TEXTAUSZUG —
────────────────

Wie die Demut des Wüstenvaters von ihrem Gegenbild, dem Hochmut, so gewinnt seine Freude ihr Profil von der Traurigkeit. Mit diesem Stichwort ist jedoch nicht sosehr der Schmerz über einen bestimmten Verlust oder ein Scheitern gemeint, als vielmehr ein bleibender Zustand der Lustlosigkeit und Langeweile, Teilnahmslosigkeit und des Überdrusses an allem. Das dafür verwendete lateinische Stichwort heißt »acedia« und deckt sich mit dem griechischen »Apathie«. Diese verzweifelt-müde Traurigkeit wurde von Gregor dem Großen unter die sieben Hauptsünden gerechnet.

────────────────

DATENAUSZUG —
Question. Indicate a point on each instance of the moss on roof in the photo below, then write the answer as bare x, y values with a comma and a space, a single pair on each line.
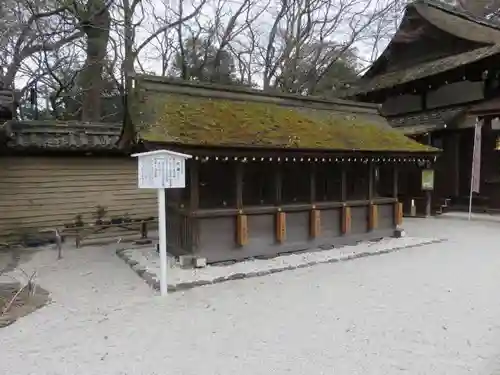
191, 120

────────────────

AUFGABEN —
[1] Nenne alle Begriffe, mit denen der Textauszug den bleibenden Zustand beschreibt, der mit dem Stichwort Traurigkeit gemeint ist.
[2] Wer rechnete laut Textauszug die verzweifelt-müde Traurigkeit zu den sieben Hauptsünden?

LÖSUNGEN —
[1] Lustlosigkeit, Langeweile, Teilnahmslosigkeit, Überdruss an allem

[2] Gregor der Große